**Exercise description:** Reproduce each record below exactly as written.

=== Begin Enclosure ===

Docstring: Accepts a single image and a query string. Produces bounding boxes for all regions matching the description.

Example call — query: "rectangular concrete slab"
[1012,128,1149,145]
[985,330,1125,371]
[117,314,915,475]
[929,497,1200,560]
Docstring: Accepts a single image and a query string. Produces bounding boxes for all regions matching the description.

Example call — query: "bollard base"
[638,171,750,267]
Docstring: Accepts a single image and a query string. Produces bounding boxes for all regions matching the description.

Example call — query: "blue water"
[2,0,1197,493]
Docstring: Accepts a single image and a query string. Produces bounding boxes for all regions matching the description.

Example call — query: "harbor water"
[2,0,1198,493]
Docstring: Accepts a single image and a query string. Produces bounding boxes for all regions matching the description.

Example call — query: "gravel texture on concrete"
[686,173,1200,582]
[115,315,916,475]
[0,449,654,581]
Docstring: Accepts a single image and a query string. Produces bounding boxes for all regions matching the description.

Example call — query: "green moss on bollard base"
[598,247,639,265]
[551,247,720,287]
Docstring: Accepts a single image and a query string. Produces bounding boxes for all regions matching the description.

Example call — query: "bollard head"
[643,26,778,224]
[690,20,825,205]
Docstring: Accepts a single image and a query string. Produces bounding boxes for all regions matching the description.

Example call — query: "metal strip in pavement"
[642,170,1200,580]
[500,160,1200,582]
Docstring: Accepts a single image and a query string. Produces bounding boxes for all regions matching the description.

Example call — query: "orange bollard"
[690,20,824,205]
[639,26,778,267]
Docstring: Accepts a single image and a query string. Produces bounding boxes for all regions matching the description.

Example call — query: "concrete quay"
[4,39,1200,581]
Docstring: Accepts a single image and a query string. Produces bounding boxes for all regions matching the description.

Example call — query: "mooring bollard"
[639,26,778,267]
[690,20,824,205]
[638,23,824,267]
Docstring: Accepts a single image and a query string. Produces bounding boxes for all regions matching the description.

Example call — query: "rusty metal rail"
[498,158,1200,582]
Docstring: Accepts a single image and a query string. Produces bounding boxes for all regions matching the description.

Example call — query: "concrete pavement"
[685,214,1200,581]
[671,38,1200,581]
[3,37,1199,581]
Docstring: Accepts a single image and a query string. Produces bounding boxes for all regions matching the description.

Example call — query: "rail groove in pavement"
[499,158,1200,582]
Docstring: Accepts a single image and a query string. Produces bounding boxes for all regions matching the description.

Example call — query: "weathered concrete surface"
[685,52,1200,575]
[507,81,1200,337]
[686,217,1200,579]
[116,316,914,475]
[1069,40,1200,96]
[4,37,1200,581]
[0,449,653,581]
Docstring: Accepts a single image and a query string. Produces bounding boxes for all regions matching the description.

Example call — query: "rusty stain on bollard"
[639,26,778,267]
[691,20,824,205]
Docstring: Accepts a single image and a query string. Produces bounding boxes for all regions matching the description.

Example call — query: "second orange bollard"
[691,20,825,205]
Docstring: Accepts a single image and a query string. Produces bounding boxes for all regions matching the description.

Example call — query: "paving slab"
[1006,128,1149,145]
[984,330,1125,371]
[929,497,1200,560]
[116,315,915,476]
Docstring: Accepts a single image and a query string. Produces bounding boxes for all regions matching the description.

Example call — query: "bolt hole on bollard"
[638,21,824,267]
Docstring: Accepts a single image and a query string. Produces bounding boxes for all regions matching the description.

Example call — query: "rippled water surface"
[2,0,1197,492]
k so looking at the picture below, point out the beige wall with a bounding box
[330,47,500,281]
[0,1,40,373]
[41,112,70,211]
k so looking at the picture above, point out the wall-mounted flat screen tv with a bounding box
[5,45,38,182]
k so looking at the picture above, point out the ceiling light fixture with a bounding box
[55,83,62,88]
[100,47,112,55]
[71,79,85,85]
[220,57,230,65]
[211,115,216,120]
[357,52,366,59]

=== End Enclosure ===

**Answer to the problem:**
Docstring: Accepts a single image and a query string. Produces bounding boxes for all regions matching the description.

Example call — query: "rectangular concrete slab"
[1012,128,1149,145]
[985,330,1125,371]
[117,314,915,475]
[929,497,1200,560]
Docstring: Accepts a single image and a query string. Produces bounding boxes for all regions matching the description.

Example call — query: "bollard base"
[638,171,750,267]
Docstring: Accepts a single image and a query string. Produces bounding boxes for all regions matching the description.

Example call — query: "blue water"
[2,0,1197,493]
Docstring: Accepts a single image and a query string. Produces bounding boxes for all regions matching the description.

Example call — query: "harbor water"
[2,0,1198,493]
Docstring: Accepts a single image and a query string. Produces bounding boxes for all regions matching the description.

Example call — query: "gravel texture on concrete"
[686,173,1200,582]
[115,315,916,475]
[0,449,654,581]
Docstring: Accepts a single image and a query string. Produces bounding boxes for all regions matching the description.

Example call — query: "green moss on bollard base"
[598,247,639,265]
[551,247,720,287]
Docstring: Accepts a single image and a query string. Produces bounding boxes for all regions matching the description.

Example call — query: "bollard head"
[643,26,778,224]
[690,20,825,205]
Docstring: Accepts a single image and a query string. Produces bounding boxes for all regions matching the description.

Example call — query: "metal strip in pavement"
[642,170,1200,580]
[500,160,1200,582]
Docstring: Accepts a single image and a query string. Produces bounding boxes for all regions matching the description.

Example call — query: "orange bollard"
[690,20,824,205]
[639,26,778,267]
Docstring: Accepts a single image and a query string. Produces bounding boxes for all regions matching the description.

Example call — query: "concrete quay"
[4,39,1200,581]
Docstring: Accepts a single image and a query string. Produces bounding boxes for all regions matching the description.

Example call — query: "mooring bollard"
[639,26,778,267]
[690,20,824,205]
[638,23,824,267]
Docstring: Accepts a single image and a query string. Produces bounding boxes for all regions matching the description.

Example call — query: "rusty metal rail"
[498,158,1200,582]
Docstring: Accepts a single image and a query string. Produces bounding boxes for all regions matching the description.

Example call — query: "concrete pavement"
[685,214,1200,581]
[671,38,1200,581]
[3,37,1199,581]
Docstring: Accepts a single image and a query string. Produces bounding boxes for all regions matching the description.

Example call — query: "rail groove in pavement"
[499,158,1200,582]
Docstring: Accepts a single image and a query string. Produces bounding boxes for all regions matching the description.

Example call — query: "weathered concrete surface"
[685,52,1200,575]
[507,81,1200,337]
[686,217,1200,579]
[116,316,914,475]
[1069,40,1200,96]
[4,37,1200,581]
[0,449,653,581]
Docstring: Accepts a single image and a query string. Produces bounding boxes for all regions matching the description.

Example call — query: "rusty stain on bollard"
[639,26,778,267]
[691,20,824,205]
Docstring: Accepts a single image and a query string. Produces bounding boxes for all regions matching the description.

Example call — query: "second orange bollard"
[691,20,825,205]
Docstring: Accepts a single image and a query string. Produces bounding boxes for all regions matching the description.

Example call — query: "paving slab"
[1006,128,1149,145]
[984,330,1125,371]
[929,497,1200,560]
[116,315,915,476]
Docstring: Accepts a single image and a query string. Produces bounding boxes for all regions matching the description.

Example call — query: "bolt hole on bollard"
[638,21,824,267]
Docstring: Accepts a single image and a query string. Produces bounding boxes for all regions matching the description.

Example call — query: "rippled water surface"
[2,0,1197,492]
k so looking at the picture below, point out the beige wall with a bounding box
[330,47,500,281]
[0,1,40,373]
[41,112,70,211]
k so looking at the picture above, point out the wall-mounted flat screen tv with a bounding box
[5,45,38,182]
k so looking at the picture above, point out the ceiling light fixture with a bounding box
[55,83,62,88]
[100,47,112,55]
[71,79,85,85]
[220,57,230,65]
[211,115,216,120]
[357,52,366,59]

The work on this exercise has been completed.